Problem description: Your task is to transcribe the records exactly, skipping every image.

# Start of Extracted material

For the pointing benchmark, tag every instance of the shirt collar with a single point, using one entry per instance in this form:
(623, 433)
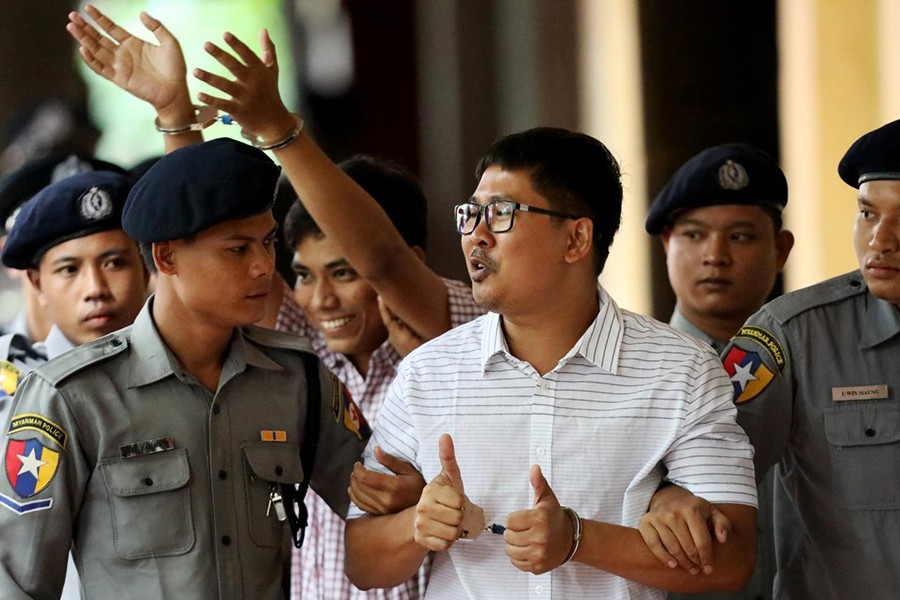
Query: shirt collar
(151, 360)
(599, 344)
(882, 322)
(55, 343)
(681, 323)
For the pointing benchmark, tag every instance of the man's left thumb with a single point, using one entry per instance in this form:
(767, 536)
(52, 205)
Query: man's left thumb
(543, 494)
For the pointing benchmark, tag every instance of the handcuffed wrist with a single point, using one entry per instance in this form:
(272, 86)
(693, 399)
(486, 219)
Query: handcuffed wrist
(576, 532)
(204, 116)
(279, 143)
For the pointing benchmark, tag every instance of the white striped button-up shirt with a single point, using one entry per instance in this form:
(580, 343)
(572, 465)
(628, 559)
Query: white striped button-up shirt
(632, 399)
(317, 569)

# End of Extracted material

Written response:
For the pointing benchmark, tag every instance of the shirt collar with a single point, using one entry per instance in this form:
(623, 433)
Query: shirt collar
(151, 360)
(599, 344)
(882, 322)
(55, 343)
(681, 323)
For the pointing benchmark, tag every instance of the man's left thumb with a single point, using one entry per instance in this form:
(767, 536)
(52, 205)
Query: man's left thumb
(543, 494)
For the pointing benchmark, tag every instance of the handcuffed wrist with a single point, using one entry per instance in this form:
(272, 86)
(693, 399)
(486, 219)
Query: handcuffed wrist
(576, 532)
(204, 116)
(279, 143)
For the pointing benchmark, tag every instance of the white striped button-up shirt with a single point, using one entry per instance in this form:
(580, 343)
(572, 465)
(628, 559)
Query: white striped button-up shirt
(632, 399)
(317, 569)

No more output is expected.